**SOURCE PASSAGE**.
You are viewing a plain text version of this content. The canonical link for it is here.
Posted to users@pdfbox.apache.org by Martin Obreshkov <ma...@gmail.com> on 2009/05/29 16:48:48 UTC
extract text problem
Hi i want to extract text from a PDF file (Book) and than to index the book
content. When i extract the text there are no new lines, tabs , etc .... How
can i extract text from pdf and keep the original formatting (mainly for new
lines and tabs).
--
When I raise my flashing sword, and my hand takes hold on judgment, I will
take vengeance upon mine enemies, and I will repay those who haze me. Oh,
Lord, raise me to Thy right hand and count me among Thy saints.
Re: extract text problem
Posted by Andreas Lehmkühler <an...@lehmi.de>.
Hi Martin,
what version of PDFBox are you using? Did you ever try the sort-option
of the ExtractText commandline tool?
Andreas Lehmkühler
Martin Obreshkov schrieb:
> Hi i want to extract text from a PDF file (Book) and than to index the book
> content. When i extract the text there are no new lines, tabs , etc .... How
> can i extract text from pdf and keep the original formatting (mainly for new
> lines and tabs).
>

Items from a data source
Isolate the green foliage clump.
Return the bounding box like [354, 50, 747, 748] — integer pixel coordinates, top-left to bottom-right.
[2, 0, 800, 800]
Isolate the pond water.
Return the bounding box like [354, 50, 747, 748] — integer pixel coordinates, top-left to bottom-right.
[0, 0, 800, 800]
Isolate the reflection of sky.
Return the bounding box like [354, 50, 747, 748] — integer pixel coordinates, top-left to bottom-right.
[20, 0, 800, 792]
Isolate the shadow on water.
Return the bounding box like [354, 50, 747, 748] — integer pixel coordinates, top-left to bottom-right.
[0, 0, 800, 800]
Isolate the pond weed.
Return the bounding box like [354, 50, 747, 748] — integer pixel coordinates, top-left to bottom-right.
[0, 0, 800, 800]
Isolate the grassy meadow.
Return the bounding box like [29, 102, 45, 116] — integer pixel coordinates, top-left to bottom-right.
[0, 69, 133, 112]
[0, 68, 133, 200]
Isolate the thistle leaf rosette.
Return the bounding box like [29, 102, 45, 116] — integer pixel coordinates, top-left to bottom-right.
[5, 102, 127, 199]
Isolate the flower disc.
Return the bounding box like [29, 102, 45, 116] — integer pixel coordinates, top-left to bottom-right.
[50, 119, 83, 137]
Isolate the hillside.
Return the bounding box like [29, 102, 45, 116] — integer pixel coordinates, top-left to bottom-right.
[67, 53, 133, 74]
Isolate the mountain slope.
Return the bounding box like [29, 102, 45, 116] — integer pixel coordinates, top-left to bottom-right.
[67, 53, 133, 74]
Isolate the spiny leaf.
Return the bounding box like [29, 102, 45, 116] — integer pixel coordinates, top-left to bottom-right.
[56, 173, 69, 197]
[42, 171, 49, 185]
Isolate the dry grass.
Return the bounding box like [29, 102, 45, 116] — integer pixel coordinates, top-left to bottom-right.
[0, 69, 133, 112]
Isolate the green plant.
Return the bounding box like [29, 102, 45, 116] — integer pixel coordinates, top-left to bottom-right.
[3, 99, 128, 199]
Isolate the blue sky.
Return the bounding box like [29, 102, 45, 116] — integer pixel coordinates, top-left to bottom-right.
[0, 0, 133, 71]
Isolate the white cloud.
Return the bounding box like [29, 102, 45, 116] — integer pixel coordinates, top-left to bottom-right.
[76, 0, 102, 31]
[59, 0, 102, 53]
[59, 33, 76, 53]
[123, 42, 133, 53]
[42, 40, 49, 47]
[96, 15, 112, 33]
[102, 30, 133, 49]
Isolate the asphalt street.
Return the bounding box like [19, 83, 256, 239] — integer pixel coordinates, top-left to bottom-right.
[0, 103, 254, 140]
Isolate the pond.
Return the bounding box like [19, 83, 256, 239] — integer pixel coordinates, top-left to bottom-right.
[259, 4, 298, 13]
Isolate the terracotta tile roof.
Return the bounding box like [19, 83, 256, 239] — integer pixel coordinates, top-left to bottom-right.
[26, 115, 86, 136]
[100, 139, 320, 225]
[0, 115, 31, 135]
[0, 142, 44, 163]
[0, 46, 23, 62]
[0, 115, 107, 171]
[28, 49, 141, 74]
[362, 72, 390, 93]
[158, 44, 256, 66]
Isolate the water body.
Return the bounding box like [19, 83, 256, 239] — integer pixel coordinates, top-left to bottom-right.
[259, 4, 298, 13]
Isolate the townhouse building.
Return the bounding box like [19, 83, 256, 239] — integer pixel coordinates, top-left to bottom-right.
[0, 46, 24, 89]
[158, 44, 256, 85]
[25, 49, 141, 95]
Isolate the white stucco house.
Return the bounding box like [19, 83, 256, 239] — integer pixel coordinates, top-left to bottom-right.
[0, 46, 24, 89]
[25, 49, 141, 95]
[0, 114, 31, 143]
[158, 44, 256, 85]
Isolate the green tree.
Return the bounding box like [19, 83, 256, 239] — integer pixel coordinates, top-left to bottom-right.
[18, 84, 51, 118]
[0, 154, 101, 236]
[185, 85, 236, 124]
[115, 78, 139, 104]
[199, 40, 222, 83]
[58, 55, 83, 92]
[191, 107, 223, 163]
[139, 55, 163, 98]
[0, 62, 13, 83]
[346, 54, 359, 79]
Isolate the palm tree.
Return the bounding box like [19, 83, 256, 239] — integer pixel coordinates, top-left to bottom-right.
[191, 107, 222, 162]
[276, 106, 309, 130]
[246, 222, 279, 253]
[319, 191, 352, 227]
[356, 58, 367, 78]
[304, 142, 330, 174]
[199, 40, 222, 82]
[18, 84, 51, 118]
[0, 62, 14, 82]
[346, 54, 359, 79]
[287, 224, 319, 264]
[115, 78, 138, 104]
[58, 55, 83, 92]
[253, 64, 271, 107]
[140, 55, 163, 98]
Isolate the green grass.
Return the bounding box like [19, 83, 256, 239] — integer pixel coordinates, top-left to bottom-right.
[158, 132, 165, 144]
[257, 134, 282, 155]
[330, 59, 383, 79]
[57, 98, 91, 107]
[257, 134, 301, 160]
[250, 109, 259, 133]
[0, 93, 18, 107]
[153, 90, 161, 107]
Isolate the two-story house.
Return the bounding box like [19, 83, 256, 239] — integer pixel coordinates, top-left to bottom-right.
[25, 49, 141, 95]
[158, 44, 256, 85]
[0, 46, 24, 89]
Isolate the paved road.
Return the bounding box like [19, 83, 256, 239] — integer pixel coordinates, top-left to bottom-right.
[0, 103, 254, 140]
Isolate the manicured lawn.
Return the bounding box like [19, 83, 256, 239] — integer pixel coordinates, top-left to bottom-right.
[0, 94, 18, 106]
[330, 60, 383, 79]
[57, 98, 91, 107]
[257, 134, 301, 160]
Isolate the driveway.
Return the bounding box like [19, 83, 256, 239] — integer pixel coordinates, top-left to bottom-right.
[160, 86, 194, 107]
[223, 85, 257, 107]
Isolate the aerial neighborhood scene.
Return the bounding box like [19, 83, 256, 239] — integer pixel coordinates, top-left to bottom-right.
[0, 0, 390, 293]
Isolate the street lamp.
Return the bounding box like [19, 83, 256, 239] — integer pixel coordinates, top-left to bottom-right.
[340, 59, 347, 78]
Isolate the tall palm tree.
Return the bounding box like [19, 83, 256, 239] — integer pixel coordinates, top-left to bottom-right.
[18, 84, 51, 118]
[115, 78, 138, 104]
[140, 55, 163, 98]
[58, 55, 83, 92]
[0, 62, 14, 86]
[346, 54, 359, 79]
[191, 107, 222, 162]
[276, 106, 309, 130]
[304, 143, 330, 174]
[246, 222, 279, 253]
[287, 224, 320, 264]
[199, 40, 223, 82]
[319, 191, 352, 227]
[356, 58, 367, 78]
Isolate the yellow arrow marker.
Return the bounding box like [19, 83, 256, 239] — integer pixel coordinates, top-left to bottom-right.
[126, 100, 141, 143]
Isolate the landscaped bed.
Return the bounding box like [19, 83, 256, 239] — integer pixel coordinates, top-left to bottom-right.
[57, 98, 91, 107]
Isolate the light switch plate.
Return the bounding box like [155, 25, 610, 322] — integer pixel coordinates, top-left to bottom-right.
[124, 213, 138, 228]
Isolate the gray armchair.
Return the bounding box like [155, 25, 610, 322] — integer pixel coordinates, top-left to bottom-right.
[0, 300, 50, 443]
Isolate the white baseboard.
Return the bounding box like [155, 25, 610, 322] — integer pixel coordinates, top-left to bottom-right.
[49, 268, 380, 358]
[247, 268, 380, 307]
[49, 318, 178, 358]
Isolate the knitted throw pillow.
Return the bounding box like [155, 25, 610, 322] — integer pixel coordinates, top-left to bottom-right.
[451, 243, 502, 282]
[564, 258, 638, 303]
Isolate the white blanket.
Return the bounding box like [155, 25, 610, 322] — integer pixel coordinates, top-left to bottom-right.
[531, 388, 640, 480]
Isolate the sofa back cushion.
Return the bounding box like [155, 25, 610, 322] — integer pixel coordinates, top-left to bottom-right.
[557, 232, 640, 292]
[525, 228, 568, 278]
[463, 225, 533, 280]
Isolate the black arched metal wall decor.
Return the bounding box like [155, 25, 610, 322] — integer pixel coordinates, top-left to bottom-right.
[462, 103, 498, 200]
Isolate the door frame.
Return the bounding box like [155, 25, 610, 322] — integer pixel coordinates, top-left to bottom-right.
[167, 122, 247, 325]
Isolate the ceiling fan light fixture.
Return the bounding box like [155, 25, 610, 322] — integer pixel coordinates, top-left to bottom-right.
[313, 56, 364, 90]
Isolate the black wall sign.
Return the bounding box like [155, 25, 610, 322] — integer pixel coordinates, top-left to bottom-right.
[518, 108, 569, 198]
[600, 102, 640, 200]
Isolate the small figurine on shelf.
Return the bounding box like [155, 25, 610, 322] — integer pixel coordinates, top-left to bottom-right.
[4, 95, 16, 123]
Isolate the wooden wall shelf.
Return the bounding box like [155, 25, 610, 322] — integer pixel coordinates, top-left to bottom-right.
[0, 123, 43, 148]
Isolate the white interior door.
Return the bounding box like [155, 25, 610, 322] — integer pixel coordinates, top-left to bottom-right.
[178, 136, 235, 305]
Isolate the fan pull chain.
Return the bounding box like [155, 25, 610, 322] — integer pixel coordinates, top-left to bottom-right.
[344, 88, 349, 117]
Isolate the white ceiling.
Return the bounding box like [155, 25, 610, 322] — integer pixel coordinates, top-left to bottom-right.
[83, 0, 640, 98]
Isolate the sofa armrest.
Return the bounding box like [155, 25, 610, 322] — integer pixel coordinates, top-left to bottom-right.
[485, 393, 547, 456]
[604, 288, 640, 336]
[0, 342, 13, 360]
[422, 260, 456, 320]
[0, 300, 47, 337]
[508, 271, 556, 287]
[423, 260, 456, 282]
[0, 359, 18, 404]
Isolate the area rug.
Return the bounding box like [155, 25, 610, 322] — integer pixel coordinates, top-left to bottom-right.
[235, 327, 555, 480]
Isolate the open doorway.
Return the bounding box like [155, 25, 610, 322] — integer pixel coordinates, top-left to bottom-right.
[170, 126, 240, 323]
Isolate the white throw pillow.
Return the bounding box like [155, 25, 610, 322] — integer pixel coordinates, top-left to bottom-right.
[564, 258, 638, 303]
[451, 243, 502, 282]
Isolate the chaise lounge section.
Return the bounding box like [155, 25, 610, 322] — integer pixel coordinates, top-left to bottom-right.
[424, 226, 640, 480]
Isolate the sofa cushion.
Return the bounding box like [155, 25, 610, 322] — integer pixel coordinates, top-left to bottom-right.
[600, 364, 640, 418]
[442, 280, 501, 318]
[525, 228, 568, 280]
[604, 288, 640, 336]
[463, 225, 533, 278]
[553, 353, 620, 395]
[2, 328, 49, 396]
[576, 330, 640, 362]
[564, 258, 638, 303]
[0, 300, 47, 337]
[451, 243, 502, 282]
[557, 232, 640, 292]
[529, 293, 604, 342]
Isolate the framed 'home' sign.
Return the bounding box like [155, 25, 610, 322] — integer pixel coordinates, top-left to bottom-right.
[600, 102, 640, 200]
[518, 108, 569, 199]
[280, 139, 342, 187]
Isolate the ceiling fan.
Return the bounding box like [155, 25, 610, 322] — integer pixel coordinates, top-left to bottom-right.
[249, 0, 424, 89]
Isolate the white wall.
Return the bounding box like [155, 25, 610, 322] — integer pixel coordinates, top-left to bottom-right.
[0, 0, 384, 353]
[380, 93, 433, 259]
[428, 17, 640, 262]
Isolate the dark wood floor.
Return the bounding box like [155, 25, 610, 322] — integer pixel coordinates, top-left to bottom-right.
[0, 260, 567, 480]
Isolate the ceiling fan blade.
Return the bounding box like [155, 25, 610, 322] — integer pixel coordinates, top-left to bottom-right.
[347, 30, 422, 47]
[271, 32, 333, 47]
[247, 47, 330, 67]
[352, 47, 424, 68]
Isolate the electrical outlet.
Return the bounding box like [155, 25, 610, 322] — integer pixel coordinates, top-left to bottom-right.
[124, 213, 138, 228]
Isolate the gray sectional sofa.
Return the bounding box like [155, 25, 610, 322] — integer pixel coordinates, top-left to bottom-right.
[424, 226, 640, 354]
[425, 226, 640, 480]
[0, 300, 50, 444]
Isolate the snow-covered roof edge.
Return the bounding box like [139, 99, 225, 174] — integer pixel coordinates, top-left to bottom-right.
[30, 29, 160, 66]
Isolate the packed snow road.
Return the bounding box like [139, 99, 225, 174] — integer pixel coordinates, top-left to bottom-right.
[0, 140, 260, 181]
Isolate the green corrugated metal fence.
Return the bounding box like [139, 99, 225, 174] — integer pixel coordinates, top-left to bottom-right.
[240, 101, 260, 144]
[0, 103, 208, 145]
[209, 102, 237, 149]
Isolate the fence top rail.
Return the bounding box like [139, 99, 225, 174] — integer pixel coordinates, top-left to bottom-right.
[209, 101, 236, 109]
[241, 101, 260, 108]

**SHORT PROBLEM 1**. In the PDFBox forum thread, which option of the ExtractText command-line tool does the reply suggest trying?
**SHORT PROBLEM 2**. Copy the part of the PDFBox forum thread between "Posted to users@pdfbox.apache.org" and "Andreas Lehmkühler <an...@lehmi.de>.", inclusive.

**SOLUTION 1**. The sort option.

**SOLUTION 2**.
Posted to users@pdfbox.apache.org by Martin Obreshkov <ma...@gmail.com> on 2009/05/29 16:48:48 UTC
extract text problem
Hi i want to extract text from a PDF file (Book) and than to index the book
content. When i extract the text there are no new lines, tabs , etc .... How
can i extract text from pdf and keep the original formatting (mainly for new
lines and tabs).
--
When I raise my flashing sword, and my hand takes hold on judgment, I will
take vengeance upon mine enemies, and I will repay those who haze me. Oh,
Lord, raise me to Thy right hand and count me among Thy saints.
Re: extract text problem
Posted by Andreas Lehmkühler <an...@lehmi.de>.